═════ Source document ═════

Multiple female connectors 74 and 76 are aligned with both the front and back end of the enclosure 82 and mate with corresponding male connectors (not shown) attached to the cables 92 and 94. A bus bar 32, similar to that described above in FIGS. 1-3, extends out from one side of the enclosure 80 and includes a same nut 33 for clamping onto a ground wire (not shown).

FIG. 8 shows the bottom side of the surge suppression device 80 with the lid removed. As previously described above in FIGS. 1-3, the surge suppression device 80 is sized to contain six slots 70 each capable of receiving an associated surge suppression module 30 (FIG. 2). However, the PoE surge suppression modules 86A-86C has a wider profile that take up the space of two adjacent slots 70. Accordingly, every other slot 70 in the surge suppression device 80 is plugged with a cap 84.

Any combination of the slots 70 can be used for either the suppression modules 30 described above in FIGS. 1-3 and/or the PoE surge suppression modules 86 shown in FIGS. 7 and 8. This allows a customer to only purchase the number and type of surge suppression modules 30 and 86 required for particular applications, and if required, expand to add additional cable connections and modules 30 and/or 86 in the future.

Other than the contained surge suppression circuitry, the mechanical operation of the surge suppression modules 86 operate substantially the same as the modules 30 described above in FIGS. 1-3. The modules 86 are inserted vertically downward into the slots 70 until clips 88 on the surge suppression modules 86 attach onto the bus bar 32. Tabs extend laterally out from opposite sides of the connectors 74 and 76. When the surge suppression module 86 is inserted into one of the slots 70, the tabs seat against an inside walls of the enclosure 82 while at the same time the clips 88 attach onto the bus bar 32. This provides four separate anchor points for the surge suppression modules 86 inside the enclosure 80.

The clips 88 electrically connect the surge suppression circuitry on the surge suppression modules 86 to ground while also securely holding the surge suppression modules 86 inside the enclosure 80. In one embodiment, the connectors 74 and 76 are RJ-45 female telecommunication connectors used for receiving Ethernet cable connectors. However, other type of connectors can also be used.

═════ Data records ═════

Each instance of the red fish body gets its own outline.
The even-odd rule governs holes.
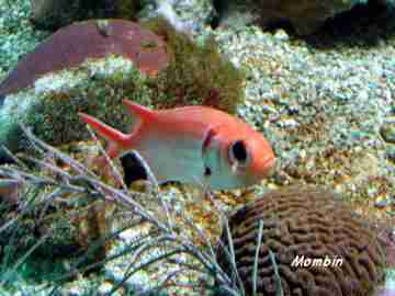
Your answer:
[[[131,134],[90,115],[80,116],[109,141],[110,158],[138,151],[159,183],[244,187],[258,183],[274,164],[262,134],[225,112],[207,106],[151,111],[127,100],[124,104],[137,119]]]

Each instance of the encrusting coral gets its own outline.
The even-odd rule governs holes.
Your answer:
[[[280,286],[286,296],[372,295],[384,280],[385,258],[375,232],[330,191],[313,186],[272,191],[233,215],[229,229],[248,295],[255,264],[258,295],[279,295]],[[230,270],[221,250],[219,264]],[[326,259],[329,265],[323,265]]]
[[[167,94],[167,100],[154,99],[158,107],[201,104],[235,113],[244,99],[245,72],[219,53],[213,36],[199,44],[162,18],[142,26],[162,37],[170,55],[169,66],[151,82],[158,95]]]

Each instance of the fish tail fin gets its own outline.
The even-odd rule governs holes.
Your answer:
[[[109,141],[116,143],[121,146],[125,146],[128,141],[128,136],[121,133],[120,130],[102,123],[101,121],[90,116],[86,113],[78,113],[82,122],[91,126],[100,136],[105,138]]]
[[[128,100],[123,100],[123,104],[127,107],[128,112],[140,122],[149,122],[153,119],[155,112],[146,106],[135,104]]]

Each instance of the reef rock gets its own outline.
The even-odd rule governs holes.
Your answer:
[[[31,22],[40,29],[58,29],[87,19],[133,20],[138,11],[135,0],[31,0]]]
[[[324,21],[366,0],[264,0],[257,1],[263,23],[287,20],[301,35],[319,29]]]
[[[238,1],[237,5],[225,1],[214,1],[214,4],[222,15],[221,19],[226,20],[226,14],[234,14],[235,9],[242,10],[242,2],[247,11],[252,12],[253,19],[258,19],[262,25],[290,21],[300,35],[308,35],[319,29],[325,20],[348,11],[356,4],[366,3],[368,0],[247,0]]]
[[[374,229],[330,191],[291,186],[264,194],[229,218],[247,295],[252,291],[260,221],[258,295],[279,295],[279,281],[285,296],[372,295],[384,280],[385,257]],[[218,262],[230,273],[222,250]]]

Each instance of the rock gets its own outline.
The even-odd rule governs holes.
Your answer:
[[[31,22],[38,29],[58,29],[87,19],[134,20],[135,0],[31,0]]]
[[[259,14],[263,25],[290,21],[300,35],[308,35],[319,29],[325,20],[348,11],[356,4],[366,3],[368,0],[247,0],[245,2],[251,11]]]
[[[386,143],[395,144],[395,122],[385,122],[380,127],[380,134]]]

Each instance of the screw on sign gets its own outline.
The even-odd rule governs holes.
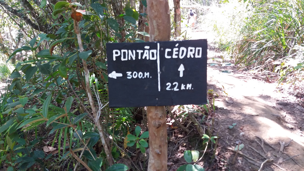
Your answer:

═════

> [Set of tasks]:
1 - Quote the part of the listing that opens with the line containing "Each instance of the reef" and runs through the end of the listing, including both ends, and omit the pictures.
2 - Extend the description of the surge suppression device, picking up after its final sentence.

> [Exercise answers]:
1 -
Each instance of the reef rock gets its own outline.
The even-odd rule governs holes.
Your answer:
[[[31,22],[40,29],[58,29],[87,19],[133,20],[138,11],[135,0],[31,0]]]
[[[324,21],[366,0],[264,0],[257,1],[263,23],[287,20],[301,35],[319,29]]]
[[[238,1],[237,5],[225,1],[214,1],[214,4],[222,15],[221,19],[226,20],[226,14],[234,14],[235,9],[242,10],[242,2],[247,11],[252,12],[253,19],[258,19],[262,25],[290,21],[300,35],[308,35],[319,29],[325,20],[348,11],[356,4],[366,3],[368,0],[247,0]]]
[[[374,229],[330,191],[291,186],[264,194],[229,218],[247,295],[252,291],[260,221],[258,295],[279,295],[279,281],[285,296],[372,295],[384,280],[385,257]],[[218,262],[230,273],[222,250]]]

Each instance of the rock gets its own outline.
The even-odd rule governs holes.
Your answer:
[[[31,22],[38,29],[58,29],[87,19],[134,20],[135,0],[31,0]]]
[[[259,14],[263,25],[290,21],[300,35],[308,35],[319,29],[325,20],[348,11],[356,4],[366,3],[368,0],[247,0],[245,2],[251,11]]]
[[[386,143],[395,144],[395,122],[385,122],[380,127],[380,134]]]

Each instance of the screw on sign gets its own outline.
The even-odd rule governs holes.
Your answer:

2 -
FIG. 9 shows an alternative embodiment of a PoE surge suppression device 100 that includes a weatherproof enclosure 102. The weatherproof enclosure 102 may be made from any type of weather resistant material such as fiberglass, plastic, metal, etc. and allows the surge PoE suppression device 100 to be installed outside, such as on the outside of a residence or other building.

As will be described below in FIGS. 10 and 11, the surge suppression circuitry used in the weatherproof PoE device 100 is similar to the surge suppression circuitry used in the modular PoE device 80 shown above in FIGS. 7 and 8. However, there are a few distinctions that will be explained in more detail below. The PoE surge suppression module 104 in the weatherproof device 100 also includes screw-in terminals 106A and 106B that allows separate wires from an Ethernet cable to be individually inserted and screwed into the separate connections.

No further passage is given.